### What this task involves
Copy the records below without any change, everything from the line containing "</instance>" down to the line containing "25L224 67L226 27ZM152", and nothing else.

### Extracted entries
==========

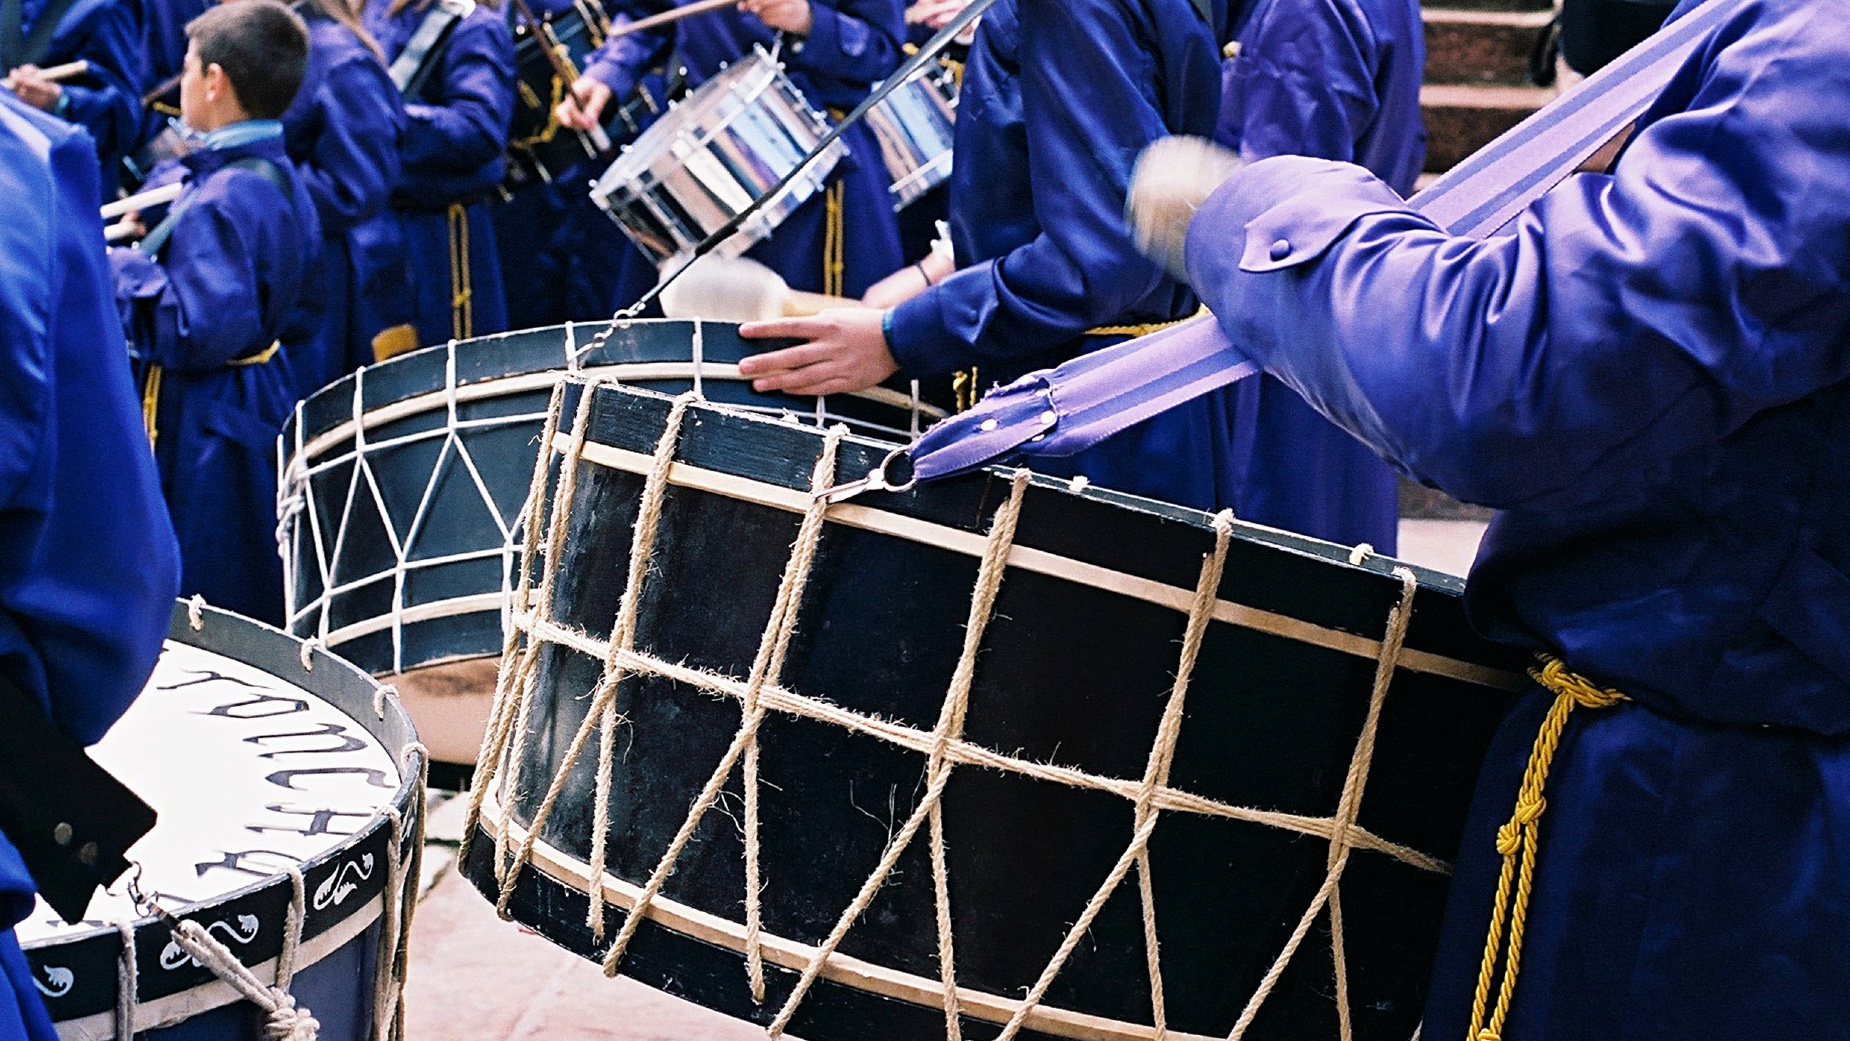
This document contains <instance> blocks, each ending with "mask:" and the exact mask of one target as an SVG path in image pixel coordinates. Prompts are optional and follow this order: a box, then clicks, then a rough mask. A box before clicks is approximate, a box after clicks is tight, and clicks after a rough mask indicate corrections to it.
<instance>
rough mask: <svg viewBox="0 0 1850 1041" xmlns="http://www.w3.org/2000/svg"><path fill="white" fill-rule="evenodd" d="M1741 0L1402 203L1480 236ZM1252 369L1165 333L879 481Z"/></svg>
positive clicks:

==========

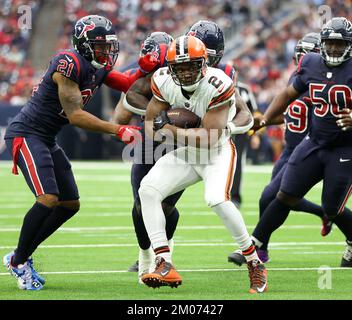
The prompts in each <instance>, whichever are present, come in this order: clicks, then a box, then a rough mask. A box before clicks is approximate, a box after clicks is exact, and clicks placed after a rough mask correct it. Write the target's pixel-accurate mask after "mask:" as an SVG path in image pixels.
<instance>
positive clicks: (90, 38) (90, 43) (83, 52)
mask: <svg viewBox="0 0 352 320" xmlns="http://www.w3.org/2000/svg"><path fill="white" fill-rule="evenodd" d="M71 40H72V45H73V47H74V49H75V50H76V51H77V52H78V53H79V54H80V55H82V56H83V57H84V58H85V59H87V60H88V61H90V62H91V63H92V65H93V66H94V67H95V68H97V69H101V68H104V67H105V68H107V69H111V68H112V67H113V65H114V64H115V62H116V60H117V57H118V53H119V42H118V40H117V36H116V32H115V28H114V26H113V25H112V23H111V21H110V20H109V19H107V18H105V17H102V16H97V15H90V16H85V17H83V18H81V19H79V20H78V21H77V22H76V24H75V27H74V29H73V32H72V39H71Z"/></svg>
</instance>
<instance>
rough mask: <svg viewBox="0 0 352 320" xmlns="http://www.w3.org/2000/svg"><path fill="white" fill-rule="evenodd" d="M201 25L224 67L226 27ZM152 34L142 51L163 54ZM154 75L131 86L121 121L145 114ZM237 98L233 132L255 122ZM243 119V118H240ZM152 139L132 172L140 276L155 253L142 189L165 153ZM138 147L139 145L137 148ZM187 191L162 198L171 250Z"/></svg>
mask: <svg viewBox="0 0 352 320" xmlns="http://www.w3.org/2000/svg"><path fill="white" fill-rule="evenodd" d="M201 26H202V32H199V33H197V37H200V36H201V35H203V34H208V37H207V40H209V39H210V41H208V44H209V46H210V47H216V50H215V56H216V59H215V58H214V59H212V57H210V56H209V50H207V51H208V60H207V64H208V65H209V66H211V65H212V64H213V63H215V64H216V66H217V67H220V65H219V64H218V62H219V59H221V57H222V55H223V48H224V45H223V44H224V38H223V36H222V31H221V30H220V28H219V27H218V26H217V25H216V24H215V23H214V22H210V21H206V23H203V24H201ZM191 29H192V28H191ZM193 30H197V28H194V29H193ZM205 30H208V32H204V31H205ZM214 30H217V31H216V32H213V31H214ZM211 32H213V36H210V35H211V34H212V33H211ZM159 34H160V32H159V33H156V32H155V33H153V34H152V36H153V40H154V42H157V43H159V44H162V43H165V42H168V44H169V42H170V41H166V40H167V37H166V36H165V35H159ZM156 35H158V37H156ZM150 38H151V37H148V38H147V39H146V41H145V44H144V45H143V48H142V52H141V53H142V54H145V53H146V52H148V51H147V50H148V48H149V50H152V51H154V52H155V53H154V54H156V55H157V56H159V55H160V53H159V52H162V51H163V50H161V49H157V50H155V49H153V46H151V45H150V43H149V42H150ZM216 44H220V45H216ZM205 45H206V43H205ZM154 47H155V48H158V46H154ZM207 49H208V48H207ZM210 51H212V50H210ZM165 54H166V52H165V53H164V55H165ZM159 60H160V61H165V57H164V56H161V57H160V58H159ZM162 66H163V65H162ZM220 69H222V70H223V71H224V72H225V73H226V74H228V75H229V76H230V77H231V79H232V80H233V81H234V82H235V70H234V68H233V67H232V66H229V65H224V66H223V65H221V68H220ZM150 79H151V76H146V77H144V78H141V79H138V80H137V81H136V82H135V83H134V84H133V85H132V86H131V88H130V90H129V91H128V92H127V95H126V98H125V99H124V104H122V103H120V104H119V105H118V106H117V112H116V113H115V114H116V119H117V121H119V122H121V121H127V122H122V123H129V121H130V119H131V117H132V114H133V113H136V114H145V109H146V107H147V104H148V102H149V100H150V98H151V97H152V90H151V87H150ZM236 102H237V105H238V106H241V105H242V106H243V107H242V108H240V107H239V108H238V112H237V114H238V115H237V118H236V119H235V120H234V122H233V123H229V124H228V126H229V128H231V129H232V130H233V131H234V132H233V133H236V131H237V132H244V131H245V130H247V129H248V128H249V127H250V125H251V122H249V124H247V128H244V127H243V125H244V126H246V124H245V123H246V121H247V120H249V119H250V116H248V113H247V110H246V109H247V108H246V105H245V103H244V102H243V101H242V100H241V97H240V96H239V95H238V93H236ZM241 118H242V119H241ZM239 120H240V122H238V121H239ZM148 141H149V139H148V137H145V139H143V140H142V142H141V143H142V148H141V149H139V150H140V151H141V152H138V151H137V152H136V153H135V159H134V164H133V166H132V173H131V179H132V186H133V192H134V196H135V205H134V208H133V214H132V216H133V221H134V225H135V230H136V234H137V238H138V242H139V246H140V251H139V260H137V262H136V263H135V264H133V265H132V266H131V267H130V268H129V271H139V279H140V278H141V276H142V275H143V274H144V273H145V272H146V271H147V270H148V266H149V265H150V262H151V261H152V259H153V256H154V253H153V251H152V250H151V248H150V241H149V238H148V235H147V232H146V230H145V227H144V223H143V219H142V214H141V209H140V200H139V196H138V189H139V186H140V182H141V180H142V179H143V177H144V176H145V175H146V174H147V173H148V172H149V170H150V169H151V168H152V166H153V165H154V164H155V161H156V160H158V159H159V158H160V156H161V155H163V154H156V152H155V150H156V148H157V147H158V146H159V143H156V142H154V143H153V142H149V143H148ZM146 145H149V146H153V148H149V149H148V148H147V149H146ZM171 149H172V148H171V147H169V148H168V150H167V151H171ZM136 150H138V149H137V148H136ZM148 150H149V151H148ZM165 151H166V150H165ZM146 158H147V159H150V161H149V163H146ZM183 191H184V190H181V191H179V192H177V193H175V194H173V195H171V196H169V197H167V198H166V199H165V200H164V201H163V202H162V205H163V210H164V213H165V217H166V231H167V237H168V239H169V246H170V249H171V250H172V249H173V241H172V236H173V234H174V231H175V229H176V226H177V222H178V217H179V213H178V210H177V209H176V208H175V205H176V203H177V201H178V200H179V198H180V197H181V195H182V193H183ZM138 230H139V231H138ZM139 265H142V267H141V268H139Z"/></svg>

==========

### Result below
</instance>
<instance>
rough mask: <svg viewBox="0 0 352 320" xmlns="http://www.w3.org/2000/svg"><path fill="white" fill-rule="evenodd" d="M201 25L224 67L226 27ZM152 34L142 51L163 54ZM154 75L131 86L121 121L145 114ZM237 98L233 132L255 122ZM243 119V118H240ZM152 139L132 172L140 276L155 253L142 189L165 153ZM138 147L139 145L137 148ZM187 191L162 198L171 250Z"/></svg>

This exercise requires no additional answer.